● **Work instruction**: The complete data, repeated exactly, should form your response.

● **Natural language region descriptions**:
+ + + +
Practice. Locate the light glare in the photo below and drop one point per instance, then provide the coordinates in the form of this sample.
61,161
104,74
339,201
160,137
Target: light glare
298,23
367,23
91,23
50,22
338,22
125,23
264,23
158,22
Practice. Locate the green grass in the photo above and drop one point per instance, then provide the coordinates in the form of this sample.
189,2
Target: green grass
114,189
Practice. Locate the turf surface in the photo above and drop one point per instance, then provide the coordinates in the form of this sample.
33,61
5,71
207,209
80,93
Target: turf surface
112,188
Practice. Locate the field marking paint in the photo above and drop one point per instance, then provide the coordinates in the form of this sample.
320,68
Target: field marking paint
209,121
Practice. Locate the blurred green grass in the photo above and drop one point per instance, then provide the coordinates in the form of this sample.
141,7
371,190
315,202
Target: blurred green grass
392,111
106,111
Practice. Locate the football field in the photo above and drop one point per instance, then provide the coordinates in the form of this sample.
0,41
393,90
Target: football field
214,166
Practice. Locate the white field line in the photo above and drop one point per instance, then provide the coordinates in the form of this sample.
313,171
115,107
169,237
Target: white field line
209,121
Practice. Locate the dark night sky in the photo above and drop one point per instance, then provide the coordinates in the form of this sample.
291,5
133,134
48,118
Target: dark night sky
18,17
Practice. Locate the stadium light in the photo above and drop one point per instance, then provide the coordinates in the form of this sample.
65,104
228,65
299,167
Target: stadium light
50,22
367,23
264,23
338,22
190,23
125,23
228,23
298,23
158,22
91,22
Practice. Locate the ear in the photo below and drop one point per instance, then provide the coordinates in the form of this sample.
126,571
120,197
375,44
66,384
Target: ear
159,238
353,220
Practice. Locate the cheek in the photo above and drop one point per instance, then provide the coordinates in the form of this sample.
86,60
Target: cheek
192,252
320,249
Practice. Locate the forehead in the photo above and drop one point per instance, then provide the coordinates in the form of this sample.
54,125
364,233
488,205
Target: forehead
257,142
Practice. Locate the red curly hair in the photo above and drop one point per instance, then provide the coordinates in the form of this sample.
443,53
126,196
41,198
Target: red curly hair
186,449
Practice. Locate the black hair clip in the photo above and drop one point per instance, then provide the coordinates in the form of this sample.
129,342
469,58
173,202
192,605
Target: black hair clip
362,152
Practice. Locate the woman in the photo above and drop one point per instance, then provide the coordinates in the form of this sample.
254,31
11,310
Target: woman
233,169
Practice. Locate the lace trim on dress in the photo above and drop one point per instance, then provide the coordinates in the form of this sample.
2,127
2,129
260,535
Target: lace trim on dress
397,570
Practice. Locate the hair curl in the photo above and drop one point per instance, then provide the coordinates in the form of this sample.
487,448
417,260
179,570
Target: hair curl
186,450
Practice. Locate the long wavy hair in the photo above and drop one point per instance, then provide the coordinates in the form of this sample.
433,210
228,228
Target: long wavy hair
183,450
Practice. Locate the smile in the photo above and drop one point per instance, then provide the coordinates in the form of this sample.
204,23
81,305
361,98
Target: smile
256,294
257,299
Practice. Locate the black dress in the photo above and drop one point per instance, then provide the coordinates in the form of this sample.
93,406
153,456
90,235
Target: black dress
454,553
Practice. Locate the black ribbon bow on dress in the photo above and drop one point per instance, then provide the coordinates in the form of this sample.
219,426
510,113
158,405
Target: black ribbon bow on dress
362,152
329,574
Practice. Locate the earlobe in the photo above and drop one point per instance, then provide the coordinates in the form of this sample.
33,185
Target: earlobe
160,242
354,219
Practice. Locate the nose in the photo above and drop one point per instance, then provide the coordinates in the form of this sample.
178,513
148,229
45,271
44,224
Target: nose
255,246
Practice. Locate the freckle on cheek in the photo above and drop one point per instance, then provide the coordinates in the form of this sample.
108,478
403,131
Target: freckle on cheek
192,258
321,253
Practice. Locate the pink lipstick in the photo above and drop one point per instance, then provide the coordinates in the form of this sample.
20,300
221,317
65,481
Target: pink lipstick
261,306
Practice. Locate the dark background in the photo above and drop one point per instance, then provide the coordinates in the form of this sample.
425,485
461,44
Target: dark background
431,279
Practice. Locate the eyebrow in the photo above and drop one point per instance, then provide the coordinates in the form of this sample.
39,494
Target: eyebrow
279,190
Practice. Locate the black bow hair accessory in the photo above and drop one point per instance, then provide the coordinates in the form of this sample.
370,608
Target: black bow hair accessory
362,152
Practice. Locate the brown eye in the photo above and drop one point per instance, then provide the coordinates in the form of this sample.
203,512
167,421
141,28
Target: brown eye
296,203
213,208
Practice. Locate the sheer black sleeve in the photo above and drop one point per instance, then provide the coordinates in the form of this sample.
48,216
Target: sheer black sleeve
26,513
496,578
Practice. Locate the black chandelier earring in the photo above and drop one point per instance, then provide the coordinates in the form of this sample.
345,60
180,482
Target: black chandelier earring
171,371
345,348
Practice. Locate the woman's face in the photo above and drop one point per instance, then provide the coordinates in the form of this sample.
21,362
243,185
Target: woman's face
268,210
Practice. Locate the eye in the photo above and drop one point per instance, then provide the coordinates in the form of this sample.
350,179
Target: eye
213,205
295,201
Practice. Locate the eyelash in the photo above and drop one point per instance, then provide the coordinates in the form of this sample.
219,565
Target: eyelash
+ + + +
● **Result of this task**:
Practice. Locate the light glare in the photo below and drop one point per instance, then provide the coordinates in the form of this sample.
61,161
104,74
339,201
160,137
Target: light glare
298,23
367,23
91,23
50,22
338,22
125,23
264,23
158,22
Practice. Locate the green grass in the photo above and drop one point per instance, then provide the coordinates in the form of this sample.
189,2
Target: green grass
114,189
Practice. Locate the turf surface in the photo above and drop one point per instance, then provide the coordinates in the form of this sample.
33,61
5,71
207,209
80,93
Target: turf surface
112,188
Practice. Locate the field marking paint in the photo above and drop one point per instance, then provide the coordinates in the form of this sample.
320,68
Target: field marking paint
209,121
Practice. Locate the blurred green grass in the photo above and drop one point per instance, then provide the coordinates in the form of this sample.
141,7
371,190
315,202
Target: blurred green grass
392,111
106,111
Practice. Locate the football field in the photo above and drop one point per instance, then provide the coordinates in the form of this sample.
0,41
393,90
Target: football field
214,166
Practice. Locate the white field line in the photo above and drop one point per instance, then provide the coordinates in the form of this sample.
313,171
115,107
169,237
Target: white field line
209,121
Practice. Locate the dark night sky in the photo above and drop one point per instance, then provide the coordinates in the form of this sample.
291,5
133,134
48,118
Target: dark night sky
18,17
Practice. Locate the stadium light in the photo above and drop one point per instance, then provide the coordinates in the form of this sample.
65,104
228,65
299,167
Target: stadium light
50,22
367,23
264,23
338,22
190,23
125,23
228,23
298,23
158,22
91,22
Practice. Locate the ear in the photo below and drop one point per instance, then provide the coordinates in the form of this sample.
126,571
120,197
375,44
66,384
Target: ear
159,238
353,220
Practice. Locate the cheek in the photo above and drop one point per instance, then provide the coordinates in the form of this sample.
86,60
Target: cheek
192,252
320,249
Practice. Locate the forehead in the photo above and drop one point per instance, then provide the coordinates in the form of this sample.
54,125
364,233
488,205
Target: forehead
257,142
Practice. Locate the red curly hair in the photo above and drop one point per instance, then provide the coordinates in the form of this sample.
443,53
126,196
41,198
Target: red curly hair
186,449
Practice. Locate the black hair clip in the photo above and drop one point per instance, then provide the coordinates in the form of this sample.
129,342
469,58
173,202
192,605
Target: black hair clip
362,152
Practice. Locate the woman in the photo above and drop one point per instance, then provide the coordinates in the form of this sample.
254,31
11,310
Target: woman
233,169
Practice. Locate the lace trim on dress in the photo above and drop one point per instance, then provide the coordinates in the form of this sample.
2,127
2,129
260,535
Target: lace trim on dress
397,570
Practice. Locate the hair curl in the photo above and drop one point per instance, then provide the coordinates in the form of this sample.
487,448
417,260
179,570
Target: hair curl
186,450
Practice. Locate the long wavy hair in the photo above and drop one point per instance, then provide the coordinates in the form of this sample.
433,210
228,228
Target: long wavy hair
183,450
Practice. Locate the smile in the photo above and drop one point per instance, then provide the coordinates in the form of this sample.
204,23
81,305
361,98
Target: smile
256,294
257,299
Practice. Locate the black dress in the photo above and drop one point per instance, then provide the coordinates in the form of this sample.
93,406
153,456
90,235
Target: black dress
454,553
Practice. Locate the black ribbon bow on dress in the photo above and drop one point per instance, then provide the coordinates in the form of this sample.
219,426
510,113
158,405
Target: black ribbon bow on dress
362,152
329,574
Practice. Locate the earlobe in the photo above and drop one point per instance, then provide the coordinates in the form of this sample.
33,185
Target: earlobe
160,242
354,219
Practice. Locate the nose in the photo above and drop one point per instance, then provide the coordinates in the form of this sample.
178,513
148,229
45,271
44,224
Target: nose
255,246
Practice. Locate the freckle on cheek in the photo above and drop one point per instance, then provide the coordinates in the form of this sample.
108,478
403,131
Target: freckle on cheek
192,258
321,253
Practice. Locate the pink lipstick in the photo above and drop one point per instance, then provide the coordinates in the form of this sample.
20,300
221,317
65,481
Target: pink lipstick
261,306
Practice. Locate the dark background in the photo above and drop one point per instance, then provide the coordinates in the form of this sample.
425,485
461,44
Target: dark background
431,279
Practice. Locate the eyebrow in the photo above and drop one point per instance, then provide the coordinates in the form of this sample.
39,494
Target: eyebrow
279,190
Practice. Locate the black bow hair accessory in the photo above and drop one point per instance, then provide the coordinates in the form of this sample.
370,608
Target: black bow hair accessory
362,152
Practice. Locate the brown eye in the photo above and drop one point per instance, then provide the coordinates in the form of this sample.
203,512
167,421
141,28
Target: brown eye
296,203
213,208
Practice. Locate the sheer black sleeve in the photo above and drop one point per instance, then provide the coordinates in the form of this sample.
48,216
Target: sheer black sleeve
26,513
496,578
Practice. Locate the black chandelier earring in the photo above and drop one point per instance, then provide the coordinates in the form of this sample.
345,60
180,482
Target: black chandelier earring
171,371
345,348
Practice. Locate the woman's face in the photo above and drop one point per instance, then provide the coordinates in the form of this sample.
21,362
243,185
Target: woman's face
268,210
Practice. Locate the eye in the photo above and drop one point per instance, then provide the coordinates in the form of this sample.
350,179
Target: eye
213,205
295,201
Practice. Locate the eyelash in the photo above and drop one point per instance, then provide the coordinates in the form of this sample.
219,565
Target: eyelash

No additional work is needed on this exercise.